## [Study text]
[Start of section]
We tried to bring Q back into work at the beginning of April, after 8 months off from a (supposed) suspensory strain. Pretty quickly into it (like day 3) we realized he still wasn’t quite right and was displaying many of the same symptoms we saw last year. We immediately pulled the plug and got the vet back out. More blocks and xrays, neither of which yielded anything definitive. Maybe some sketchy spinal processes, maybe the suspensory hadn’t healed all the way, lots of head scratching and confusion. 

After all this we watched Quinn go both directions on the lunge one more time and my vet, a lovely kind man who is well tenured and respected in his field and who’s opinion I trust implicitly, turned to me and after a beat said “You know, you’ve put a lot of money into this horse already…” The statement hung there in space. He was right. In the last year and a half I’ve spent a little more than $10k (about $7k at the time this conversation took place) on vets and lameness exams and scans and chiropractors and body workers and medicine and Chinese herbs. I don’t disclose that figure for shock value or to garner a reaction but because it’s the truth and I think it’s important to be transparent about how much you can spend and still not really know what the problem is.
[End of section]
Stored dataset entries
[Start of section]
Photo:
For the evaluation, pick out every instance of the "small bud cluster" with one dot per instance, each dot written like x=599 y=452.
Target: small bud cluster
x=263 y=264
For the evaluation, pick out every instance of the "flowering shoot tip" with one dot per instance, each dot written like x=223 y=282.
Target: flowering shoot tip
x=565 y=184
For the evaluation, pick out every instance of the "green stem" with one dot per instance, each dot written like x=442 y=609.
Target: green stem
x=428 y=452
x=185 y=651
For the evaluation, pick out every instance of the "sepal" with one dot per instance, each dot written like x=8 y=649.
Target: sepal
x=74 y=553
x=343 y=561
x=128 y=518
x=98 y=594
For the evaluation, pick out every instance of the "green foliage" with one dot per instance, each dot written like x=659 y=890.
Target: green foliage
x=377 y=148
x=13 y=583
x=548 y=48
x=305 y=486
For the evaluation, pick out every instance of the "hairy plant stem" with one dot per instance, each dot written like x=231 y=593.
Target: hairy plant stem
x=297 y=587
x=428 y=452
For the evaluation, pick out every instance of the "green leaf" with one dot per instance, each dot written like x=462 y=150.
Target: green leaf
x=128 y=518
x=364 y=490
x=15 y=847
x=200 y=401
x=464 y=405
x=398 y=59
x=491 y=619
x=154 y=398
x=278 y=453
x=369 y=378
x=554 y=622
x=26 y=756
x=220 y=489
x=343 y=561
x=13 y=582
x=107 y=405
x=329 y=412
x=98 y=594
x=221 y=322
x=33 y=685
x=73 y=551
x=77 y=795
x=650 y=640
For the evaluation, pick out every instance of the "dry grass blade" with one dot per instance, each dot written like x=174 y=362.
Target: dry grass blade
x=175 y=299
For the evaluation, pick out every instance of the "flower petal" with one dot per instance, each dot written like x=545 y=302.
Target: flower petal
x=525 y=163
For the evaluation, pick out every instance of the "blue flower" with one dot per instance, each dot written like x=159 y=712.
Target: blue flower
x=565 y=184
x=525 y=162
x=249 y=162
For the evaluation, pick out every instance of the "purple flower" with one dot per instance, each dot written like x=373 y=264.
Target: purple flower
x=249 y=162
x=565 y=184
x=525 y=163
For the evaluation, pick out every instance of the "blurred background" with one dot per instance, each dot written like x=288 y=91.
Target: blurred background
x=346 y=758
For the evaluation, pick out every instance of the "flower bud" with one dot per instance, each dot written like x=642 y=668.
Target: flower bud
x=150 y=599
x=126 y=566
[End of section]
## [Required work]
Proceed with the account of the horse's lameness, beginning after its final sentence. The entries bear no relation to the account of the horse's lameness.

## [Answer for the task]
I knew what he was gently trying to tell me. You’ve spent a ton of money on a horse that’s unproven, that may never be sound, that we have no idea where the problem is. You’ve spent well over the amount of money it would take to buy a different horse, a horse that wasn’t as green, a sound horse, a better horse, a horse I could do more with than hand walk and fret over. I’m a frequent online window shopper. I’m in all the Facebook groups. I’m intimately familiar with the kind of horse I could have for the money I’ve spent on vetting. But that horse wouldn’t be Quinn. 

I told my vet I wasn’t done trying so he referred us back to Rood and Riddle to do a bone scan. To make a long story slightly less long, the scan was inconclusive and after a full lameness workup the answer I was given was to have him reshod with pads in front as he was heelsore in his front feet. They swore up and down that it was his front feet making him sore behind (not that it can’t happen, but given what we’ve been through seemed highly unlikely). I’ll post another day about the frustrations of trying to get professionals to take you seriously. If you’re a woman in the world you already know. Nevertheless, we tried the new shoe setup and saw mild improvement for a short time before he deteriorated again. Semi-unsurprisingly the vet we had been working with at R&R is no longer returning my calls. Classy.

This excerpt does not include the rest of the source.